_JOB_. Count the lines in the listing below that contain the string "lawn", treating uppercase and lowercase as different. Reply with the number only.

--- start of PROVIDED DATA ---

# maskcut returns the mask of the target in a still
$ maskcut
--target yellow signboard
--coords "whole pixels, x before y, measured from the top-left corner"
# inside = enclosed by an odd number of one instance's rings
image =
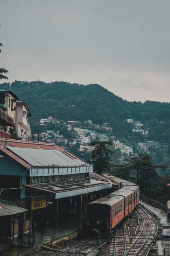
[[[31,202],[31,210],[37,210],[41,209],[46,207],[46,200],[32,200]]]

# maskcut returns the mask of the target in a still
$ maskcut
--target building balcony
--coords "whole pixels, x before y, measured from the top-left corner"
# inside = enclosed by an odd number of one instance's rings
[[[11,135],[10,134],[8,134],[8,133],[0,130],[0,138],[6,138],[7,136],[7,138],[11,138]]]
[[[0,109],[0,124],[3,125],[13,126],[14,120],[10,116]]]

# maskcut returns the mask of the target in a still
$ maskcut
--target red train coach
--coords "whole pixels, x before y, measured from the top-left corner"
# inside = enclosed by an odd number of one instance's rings
[[[87,205],[87,217],[90,225],[101,231],[111,230],[125,218],[139,203],[140,188],[135,183],[107,176],[122,188]],[[114,180],[113,180],[114,179]]]

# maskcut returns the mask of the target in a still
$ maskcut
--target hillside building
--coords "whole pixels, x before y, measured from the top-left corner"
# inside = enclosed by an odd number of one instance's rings
[[[16,102],[18,98],[12,92],[0,88],[0,136],[10,138],[16,120]]]
[[[28,120],[28,117],[31,115],[25,102],[16,102],[15,129],[18,136],[24,141],[30,140],[31,129]]]
[[[109,138],[105,134],[100,134],[99,136],[99,141],[108,141]]]

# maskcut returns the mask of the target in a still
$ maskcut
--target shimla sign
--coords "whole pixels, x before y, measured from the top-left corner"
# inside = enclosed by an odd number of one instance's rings
[[[46,207],[46,200],[32,200],[31,202],[31,210],[37,210]]]

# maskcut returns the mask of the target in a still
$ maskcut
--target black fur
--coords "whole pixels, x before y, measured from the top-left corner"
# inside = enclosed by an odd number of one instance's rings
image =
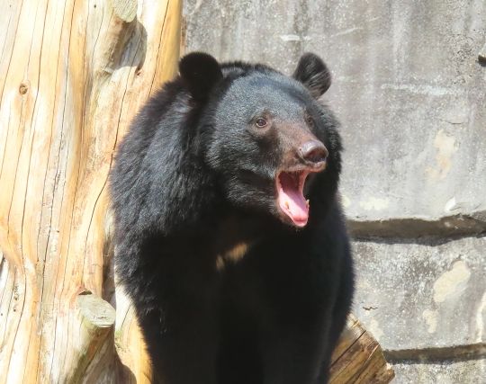
[[[328,71],[310,54],[291,78],[194,53],[180,72],[133,121],[111,174],[116,273],[156,375],[325,383],[353,292],[338,121],[316,100]],[[275,174],[308,138],[329,155],[309,176],[310,218],[296,229],[275,203]]]

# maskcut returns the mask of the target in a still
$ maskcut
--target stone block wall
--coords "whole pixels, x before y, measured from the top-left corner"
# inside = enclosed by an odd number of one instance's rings
[[[187,0],[186,51],[328,63],[354,312],[397,383],[486,380],[486,3]]]

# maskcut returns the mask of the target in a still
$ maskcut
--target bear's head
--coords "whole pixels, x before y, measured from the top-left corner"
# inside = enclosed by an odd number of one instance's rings
[[[340,170],[338,122],[318,102],[330,85],[326,65],[307,53],[289,77],[195,52],[179,69],[201,114],[200,150],[224,199],[305,227],[312,200],[334,197]]]

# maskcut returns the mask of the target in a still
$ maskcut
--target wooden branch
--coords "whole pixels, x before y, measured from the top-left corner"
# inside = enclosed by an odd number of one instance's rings
[[[332,384],[385,384],[395,374],[384,359],[380,344],[350,315],[332,355]]]
[[[104,341],[112,331],[94,326],[91,299],[79,292],[112,299],[103,290],[108,171],[134,113],[176,73],[181,1],[7,3],[0,13],[0,384],[112,382],[116,356],[112,340]],[[118,332],[130,335],[131,326],[122,322]]]

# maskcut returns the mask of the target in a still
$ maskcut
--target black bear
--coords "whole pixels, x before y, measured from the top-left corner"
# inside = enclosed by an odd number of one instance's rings
[[[317,384],[353,271],[330,75],[192,53],[111,174],[115,272],[166,384]]]

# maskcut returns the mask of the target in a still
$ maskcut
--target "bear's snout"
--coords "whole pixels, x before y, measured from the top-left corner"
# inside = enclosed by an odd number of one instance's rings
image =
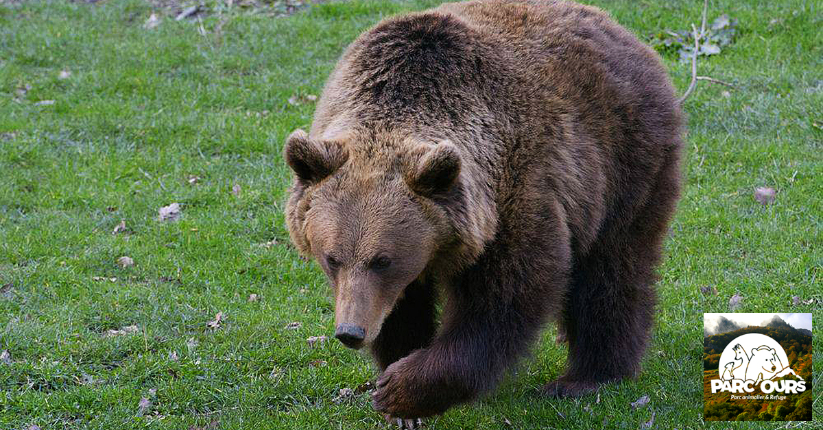
[[[338,324],[334,337],[349,348],[360,349],[363,346],[363,339],[365,338],[365,330],[354,324]]]

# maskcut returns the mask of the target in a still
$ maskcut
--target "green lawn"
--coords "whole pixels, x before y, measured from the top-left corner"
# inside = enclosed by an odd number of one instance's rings
[[[592,2],[643,37],[688,29],[702,7]],[[433,3],[278,17],[209,2],[180,21],[140,0],[0,3],[0,428],[385,427],[367,393],[338,395],[374,377],[370,360],[306,342],[331,335],[332,303],[289,243],[280,155],[348,43]],[[164,18],[147,30],[152,12]],[[734,88],[700,81],[685,105],[685,191],[640,377],[542,398],[565,365],[550,328],[499,390],[429,428],[702,428],[702,312],[735,294],[739,312],[813,312],[820,378],[823,7],[711,2],[709,21],[722,13],[739,20],[737,39],[699,74]],[[665,60],[682,93],[689,65]],[[757,187],[774,187],[774,204],[756,201]],[[159,221],[173,202],[179,220]],[[816,390],[809,428],[823,427]]]

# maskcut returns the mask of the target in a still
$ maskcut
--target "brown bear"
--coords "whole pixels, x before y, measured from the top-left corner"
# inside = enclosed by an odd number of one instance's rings
[[[636,375],[681,123],[658,56],[595,7],[448,3],[358,37],[286,139],[286,215],[336,337],[382,372],[375,409],[476,398],[551,320],[569,358],[547,393]]]

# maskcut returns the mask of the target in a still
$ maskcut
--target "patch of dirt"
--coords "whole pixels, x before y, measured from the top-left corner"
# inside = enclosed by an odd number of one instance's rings
[[[312,4],[327,1],[328,0],[219,0],[216,2],[203,2],[191,0],[146,0],[156,9],[164,11],[164,15],[167,14],[169,16],[179,19],[207,16],[214,12],[213,9],[218,4],[221,9],[237,7],[241,10],[263,10],[276,16],[289,16]],[[196,12],[191,12],[193,7],[196,7],[194,9]]]

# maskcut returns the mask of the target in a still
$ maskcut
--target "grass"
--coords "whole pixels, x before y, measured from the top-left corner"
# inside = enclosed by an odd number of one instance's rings
[[[702,6],[591,2],[641,36],[689,28]],[[139,0],[0,4],[0,428],[384,427],[367,394],[337,395],[374,377],[370,361],[307,344],[332,332],[332,303],[289,245],[280,154],[313,112],[290,97],[319,94],[342,49],[382,17],[431,3],[328,2],[284,18],[224,5],[153,30]],[[549,329],[499,390],[429,428],[638,428],[653,417],[658,428],[717,428],[701,418],[701,314],[735,294],[740,312],[812,312],[823,339],[821,4],[711,2],[709,19],[721,13],[739,37],[699,70],[735,88],[701,81],[686,103],[686,187],[642,375],[599,395],[541,398],[565,363]],[[665,60],[682,92],[688,65]],[[774,205],[754,200],[763,186],[778,190]],[[158,221],[172,202],[179,220]],[[119,267],[122,256],[134,266]],[[815,395],[817,421],[804,427],[823,427]]]

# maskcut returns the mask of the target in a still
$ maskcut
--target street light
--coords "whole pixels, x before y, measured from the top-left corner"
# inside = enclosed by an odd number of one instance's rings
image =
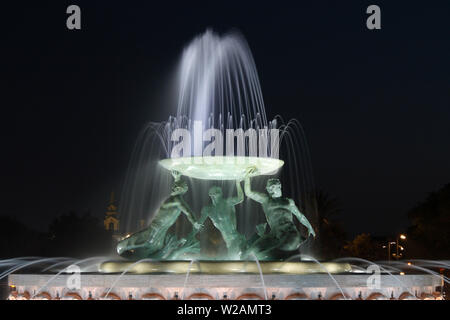
[[[395,258],[396,258],[397,260],[398,260],[398,257],[399,257],[399,255],[398,255],[398,248],[400,247],[402,251],[404,250],[404,248],[403,248],[402,246],[399,246],[399,245],[398,245],[399,239],[400,239],[400,240],[406,240],[406,236],[405,236],[404,234],[400,234],[400,235],[397,237],[397,240],[396,240],[396,243],[397,243],[397,253],[396,253],[396,255],[395,255]]]
[[[387,246],[383,246],[383,249],[385,249],[386,247],[388,248],[388,261],[391,261],[391,245],[393,244],[395,244],[396,246],[396,253],[392,255],[395,255],[395,259],[397,260],[400,256],[402,256],[402,254],[398,253],[398,249],[400,248],[400,250],[403,251],[405,248],[398,244],[399,240],[406,240],[406,235],[404,235],[403,233],[399,234],[395,239],[395,241],[389,241],[387,243]]]

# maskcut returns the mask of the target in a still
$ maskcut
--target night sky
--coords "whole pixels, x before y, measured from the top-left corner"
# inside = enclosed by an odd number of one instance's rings
[[[301,121],[346,230],[403,231],[450,182],[450,3],[299,2],[2,4],[0,215],[42,230],[69,210],[102,217],[140,129],[175,114],[182,49],[212,28],[247,39],[268,115]]]

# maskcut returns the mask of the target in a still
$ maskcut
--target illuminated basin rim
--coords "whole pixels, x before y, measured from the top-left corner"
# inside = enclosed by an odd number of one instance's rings
[[[242,180],[247,169],[255,167],[251,176],[273,175],[284,162],[275,158],[260,157],[181,157],[160,160],[167,170],[175,170],[182,175],[202,180]]]
[[[346,273],[352,268],[348,263],[322,262],[283,262],[260,261],[263,274],[312,274],[312,273]],[[198,273],[198,274],[259,274],[258,265],[253,261],[107,261],[99,266],[103,273],[126,271],[135,274],[151,273]]]

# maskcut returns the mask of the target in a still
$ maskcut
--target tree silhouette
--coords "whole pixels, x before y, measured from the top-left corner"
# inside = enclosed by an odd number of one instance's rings
[[[450,184],[408,212],[408,256],[448,259],[450,256]]]

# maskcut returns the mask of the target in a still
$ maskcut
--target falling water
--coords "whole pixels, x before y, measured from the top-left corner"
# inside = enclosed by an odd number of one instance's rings
[[[285,122],[281,116],[275,116],[268,120],[256,65],[242,35],[229,33],[219,36],[208,30],[196,37],[182,53],[174,86],[177,102],[167,108],[168,120],[146,125],[135,144],[120,206],[124,233],[148,225],[169,195],[172,178],[158,166],[158,161],[171,157],[172,148],[178,143],[171,140],[172,133],[185,129],[194,136],[194,123],[198,121],[202,122],[204,130],[217,129],[224,137],[227,129],[267,129],[268,143],[259,145],[258,150],[260,156],[266,157],[275,156],[270,135],[271,129],[278,129],[279,156],[285,162],[278,175],[286,188],[284,194],[293,198],[315,224],[316,205],[311,196],[314,181],[305,133],[295,119]],[[172,115],[170,110],[173,110]],[[191,154],[196,155],[198,150],[194,143],[192,147]],[[247,142],[244,148],[245,155],[249,155],[251,150]],[[215,152],[217,155],[217,150]],[[236,192],[234,183],[229,181],[184,179],[189,186],[185,200],[197,213],[197,218],[202,207],[210,202],[207,193],[211,185],[220,185],[226,197]],[[253,188],[264,190],[266,180],[267,177],[254,178]],[[265,221],[260,205],[251,200],[238,205],[236,215],[238,231],[247,237],[255,232],[255,225]],[[189,232],[190,224],[180,217],[173,229],[181,237]],[[207,231],[203,232],[202,247],[203,241],[209,238]]]

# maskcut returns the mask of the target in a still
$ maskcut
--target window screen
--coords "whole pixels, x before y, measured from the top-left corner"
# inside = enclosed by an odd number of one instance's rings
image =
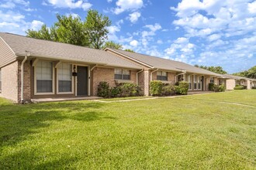
[[[60,64],[57,75],[59,92],[72,92],[72,65]]]
[[[39,61],[36,70],[36,93],[53,92],[53,63]]]

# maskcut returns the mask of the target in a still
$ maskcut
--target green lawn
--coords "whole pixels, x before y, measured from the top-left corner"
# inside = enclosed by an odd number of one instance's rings
[[[124,103],[0,98],[8,168],[255,169],[256,90]]]

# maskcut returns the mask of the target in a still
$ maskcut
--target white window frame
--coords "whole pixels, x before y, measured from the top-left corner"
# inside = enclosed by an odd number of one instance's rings
[[[118,74],[118,75],[122,75],[122,79],[116,79],[115,76],[116,76],[116,70],[122,70],[122,74]],[[128,70],[129,71],[129,76],[130,76],[130,79],[123,79],[123,75],[125,76],[128,76],[128,74],[123,74],[123,70]],[[114,70],[114,80],[131,80],[131,71],[128,69],[122,69],[122,68],[115,68]]]
[[[157,73],[161,73],[161,76],[160,75],[157,75]],[[166,73],[166,76],[163,76],[163,73]],[[161,76],[161,80],[157,80],[157,76]],[[166,80],[162,80],[162,77],[166,77]],[[159,80],[159,81],[168,81],[168,73],[167,71],[157,71],[157,80]]]
[[[73,73],[74,65],[71,64],[71,63],[67,63],[67,64],[71,65],[71,73]],[[75,66],[75,69],[76,69],[75,70],[77,70],[76,66]],[[72,75],[71,75],[71,91],[69,91],[69,92],[59,92],[59,74],[58,74],[58,72],[59,72],[59,68],[57,67],[57,71],[56,71],[56,73],[57,73],[57,76],[56,76],[57,94],[74,94],[74,76]]]
[[[34,95],[50,95],[50,94],[55,94],[55,87],[54,87],[54,82],[55,82],[55,67],[54,67],[54,63],[53,61],[47,61],[47,60],[41,60],[45,62],[51,62],[53,63],[53,80],[52,80],[52,92],[49,93],[37,93],[36,89],[36,64],[34,66]]]
[[[192,75],[187,75],[186,76],[186,80],[187,80],[187,82],[188,82],[188,83],[189,83],[189,90],[192,90]],[[189,88],[189,83],[191,84],[190,85],[190,87],[191,88]]]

--- end of PROVIDED DATA ---

_RESULT_. 2